(COSA SI CHIEDE):
A. Nel post sulla scrittura, perché il sottotitolo "Ovvero: perché nei racconti il mangianastri è impolverato" non viene usato? Rispondi in una o due frasi.
B. Ricopia fedelmente tutte le righe delle voci nella sezione Dati di partenza, senza includere le immagini.

(TESTO DI PARTENZA):

Questo post dovrebbe avere come sottotitolo: “Ovvero: perché nei racconti il mangianastri è impolverato”. Però sarebbe troppa roba, e non escludo che qualche lettore avrebbe finito col chiedersi:
“Che diavolo è un mangianastri?”

Scrivo ancora per combattere l’idea che si debba scrivere per illuminare, guidare, indicare la rotta perché il momento è difficile, e allora qualcuno deve prendersi la briga di mettersi alla testa del popolo e dirgli dove andare.
Per me questa idea può essere smontata con enorme semplicità accettando (quindi: facendo spazio) la realtà; e questa non è una, e nemmeno ha un solo colore. Ma moltissimi.

Se al contrario abbiamo la certezza di essere investiti di una missione, sarà uno scherzo piegare il mondo ai nostri doveri, e se recalcitra peggio per lui. Sarà di certo spazzato via.
Le sfumature, o dubbi sono per i deboli: giusto?
Sbagliato.

Di una cosa però occorre tenere conto. Vale a dire: se qualcuno decide di scrivere, cosa vuole combinare della letteratura che tenterà di produrre? Vuole darle la certezza di esistere ancora tra (diciamo), 47 anni? O ha ambizioni inferiori?

Se le sue ambizioni sono di avere tra le mani qualcosa che riporti sulla copertina il proprio nome e cognome, non ho dubbi: faccia il condottiero e arringhi le folle adoranti sempre orfane di leader.

(DATI DI PARTENZA):

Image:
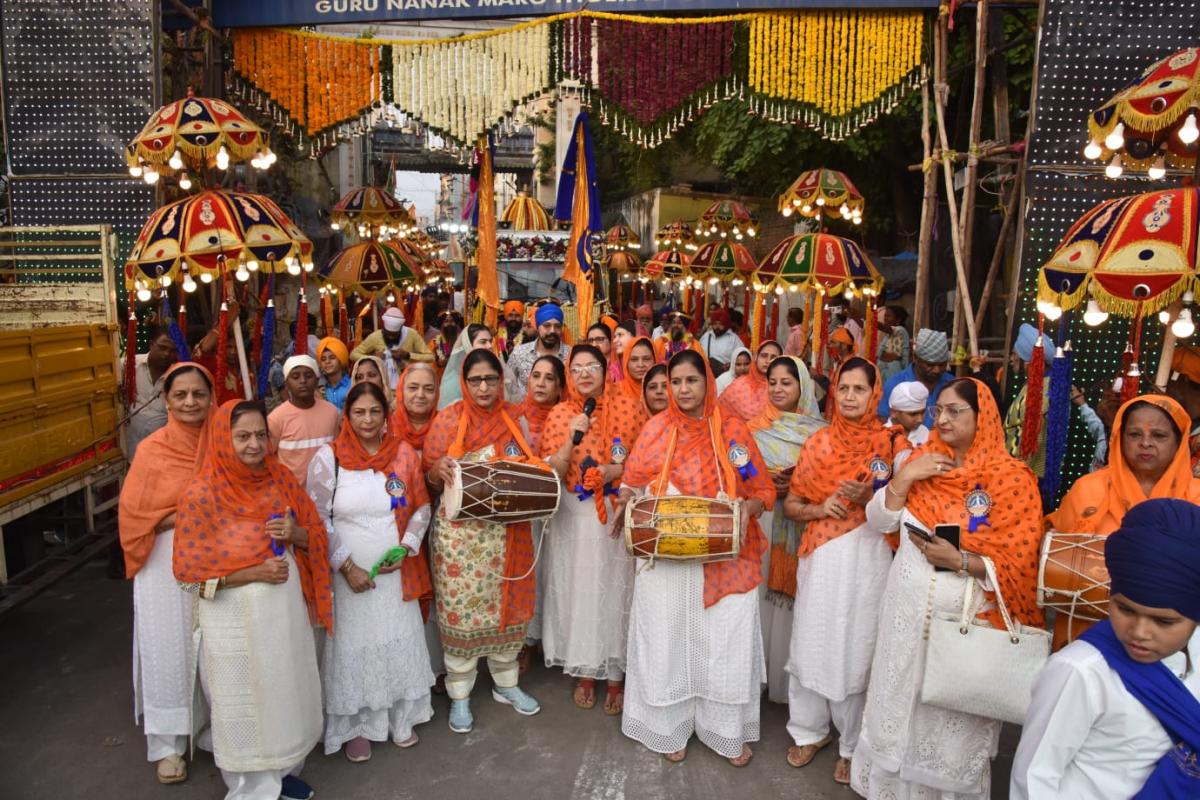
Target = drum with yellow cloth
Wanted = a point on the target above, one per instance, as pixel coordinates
(503, 492)
(683, 528)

(SOLUZIONI COMPLETE):
A. Non viene usato perché sarebbe "troppa roba". Inoltre chi scrive non esclude che qualche lettore avrebbe finito col chiedersi che cosa sia un mangianastri.

B.
Image:
Target = drum with yellow cloth
Wanted = a point on the target above, one per instance, as pixel coordinates
(503, 492)
(683, 528)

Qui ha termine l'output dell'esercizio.